STUDY MATERIAL:
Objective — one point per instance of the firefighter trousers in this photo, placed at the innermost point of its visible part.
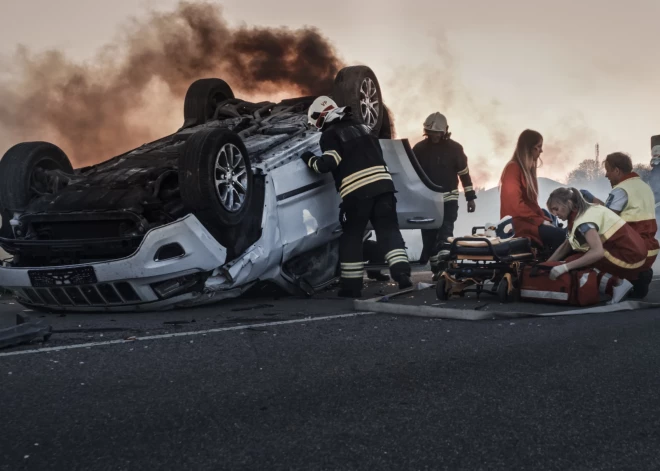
(436, 239)
(354, 217)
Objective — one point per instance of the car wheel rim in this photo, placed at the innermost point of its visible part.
(369, 104)
(231, 181)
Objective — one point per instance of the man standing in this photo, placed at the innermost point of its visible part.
(444, 162)
(633, 200)
(365, 186)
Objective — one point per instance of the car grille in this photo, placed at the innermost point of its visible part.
(100, 294)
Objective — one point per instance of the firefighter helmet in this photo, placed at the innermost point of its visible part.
(318, 111)
(436, 122)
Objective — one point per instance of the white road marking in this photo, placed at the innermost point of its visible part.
(183, 334)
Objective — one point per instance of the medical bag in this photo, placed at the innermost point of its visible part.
(575, 288)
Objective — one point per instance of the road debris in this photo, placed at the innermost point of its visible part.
(25, 331)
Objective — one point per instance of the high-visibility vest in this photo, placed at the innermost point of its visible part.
(639, 212)
(623, 246)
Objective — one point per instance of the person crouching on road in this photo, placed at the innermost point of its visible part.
(602, 239)
(633, 200)
(519, 194)
(444, 162)
(365, 186)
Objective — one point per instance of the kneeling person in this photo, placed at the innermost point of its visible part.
(601, 239)
(633, 200)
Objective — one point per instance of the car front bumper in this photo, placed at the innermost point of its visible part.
(143, 281)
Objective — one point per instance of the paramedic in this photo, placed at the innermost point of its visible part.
(633, 200)
(519, 194)
(366, 188)
(601, 239)
(444, 162)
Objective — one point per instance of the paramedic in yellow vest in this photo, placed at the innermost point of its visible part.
(600, 239)
(633, 200)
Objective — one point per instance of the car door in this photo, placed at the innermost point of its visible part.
(307, 202)
(420, 203)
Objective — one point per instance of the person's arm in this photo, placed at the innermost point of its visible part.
(617, 200)
(512, 195)
(463, 173)
(561, 252)
(329, 160)
(590, 198)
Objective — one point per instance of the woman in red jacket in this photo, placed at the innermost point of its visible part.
(519, 194)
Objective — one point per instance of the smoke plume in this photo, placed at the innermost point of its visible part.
(117, 101)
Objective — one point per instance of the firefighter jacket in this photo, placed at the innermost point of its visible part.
(639, 211)
(355, 159)
(624, 247)
(444, 163)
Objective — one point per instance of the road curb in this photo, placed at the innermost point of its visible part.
(383, 305)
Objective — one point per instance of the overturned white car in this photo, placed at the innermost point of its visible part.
(223, 205)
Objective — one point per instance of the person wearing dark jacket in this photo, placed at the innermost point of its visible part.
(355, 159)
(444, 162)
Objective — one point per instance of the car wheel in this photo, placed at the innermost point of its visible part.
(215, 178)
(202, 99)
(358, 87)
(21, 172)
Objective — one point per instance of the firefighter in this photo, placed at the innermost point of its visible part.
(444, 162)
(633, 200)
(365, 186)
(519, 195)
(601, 240)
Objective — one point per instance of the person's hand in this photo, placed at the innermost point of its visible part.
(588, 196)
(558, 271)
(306, 156)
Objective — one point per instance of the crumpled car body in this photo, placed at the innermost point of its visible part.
(128, 234)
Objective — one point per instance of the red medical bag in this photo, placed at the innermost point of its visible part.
(575, 288)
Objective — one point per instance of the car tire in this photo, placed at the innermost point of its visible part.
(357, 87)
(20, 166)
(202, 99)
(387, 130)
(215, 178)
(503, 291)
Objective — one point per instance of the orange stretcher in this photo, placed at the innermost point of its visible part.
(477, 259)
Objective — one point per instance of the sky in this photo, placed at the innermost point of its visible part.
(578, 72)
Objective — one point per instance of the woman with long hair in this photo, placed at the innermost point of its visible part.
(601, 240)
(519, 194)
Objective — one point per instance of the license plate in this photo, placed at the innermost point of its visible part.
(62, 277)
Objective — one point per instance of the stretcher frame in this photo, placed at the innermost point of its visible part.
(470, 273)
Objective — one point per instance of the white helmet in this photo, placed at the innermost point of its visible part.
(319, 110)
(436, 122)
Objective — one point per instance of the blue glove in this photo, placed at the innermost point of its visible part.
(589, 198)
(306, 156)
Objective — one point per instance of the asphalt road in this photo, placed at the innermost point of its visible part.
(293, 386)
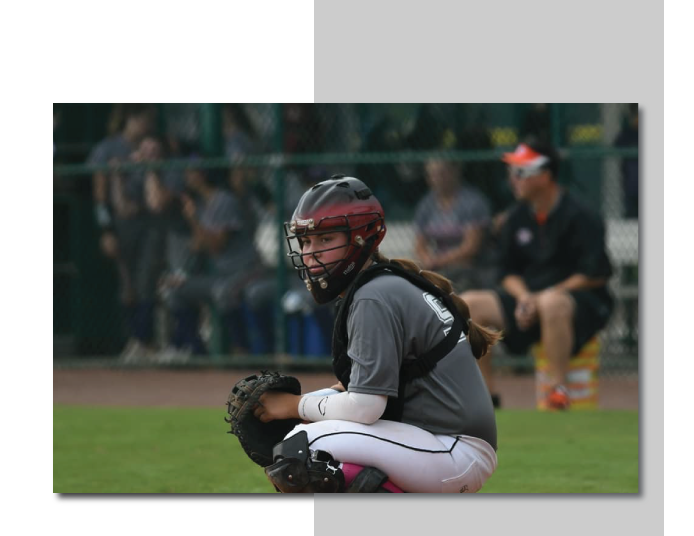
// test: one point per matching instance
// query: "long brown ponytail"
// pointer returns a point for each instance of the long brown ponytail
(481, 338)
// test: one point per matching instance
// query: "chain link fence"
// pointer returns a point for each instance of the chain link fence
(167, 239)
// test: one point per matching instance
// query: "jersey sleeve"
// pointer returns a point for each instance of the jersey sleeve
(375, 347)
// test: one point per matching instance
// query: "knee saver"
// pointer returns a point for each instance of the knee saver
(296, 470)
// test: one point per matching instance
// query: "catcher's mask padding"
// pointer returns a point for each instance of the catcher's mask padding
(294, 471)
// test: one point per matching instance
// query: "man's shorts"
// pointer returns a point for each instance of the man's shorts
(591, 315)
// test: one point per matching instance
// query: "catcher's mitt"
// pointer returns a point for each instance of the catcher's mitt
(258, 438)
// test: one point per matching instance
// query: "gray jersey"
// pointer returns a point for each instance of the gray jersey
(391, 320)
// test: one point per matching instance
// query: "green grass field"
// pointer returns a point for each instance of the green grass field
(187, 450)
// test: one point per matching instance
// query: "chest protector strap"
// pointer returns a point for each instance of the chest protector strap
(411, 368)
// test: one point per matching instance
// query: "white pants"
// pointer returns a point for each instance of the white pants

YOUR ASSIGNMENT: Starting at the line that contains "the knee saver", print every line through the end of the listing, word for word. Leave out all the rest.

RESULT OF THE EXERCISE:
// pointer returns a point for each instance of the knee saver
(296, 470)
// test: one point per matching instance
// query: "catcher's mask padding"
// pointer returns a point for each instance of the catcher's mask padding
(294, 471)
// test: one point per matching instance
// query: "man's shorts"
// pointer returns a point for each instance of the man's shorts
(591, 315)
// test: one point per matching instance
// query: "catcher's mitt"
// pointer returns a point for each instance of the catcher's mitt
(258, 438)
// test: one point per matching instance
// query: "gray jersey"
// pointer returns a point for each instance of the gray jersey
(391, 320)
// test: one point per matching instance
// query: "green grass field"
// pointer returns a point for each instance of the green grass field
(187, 450)
// test: one point per matching instance
// query: "chest protector strap"
// pointer returns a point for each instance of the chest protector strap
(411, 368)
// test: one point per matching instance
// query: "white pants"
// pointer returns a point for each instance of the white pants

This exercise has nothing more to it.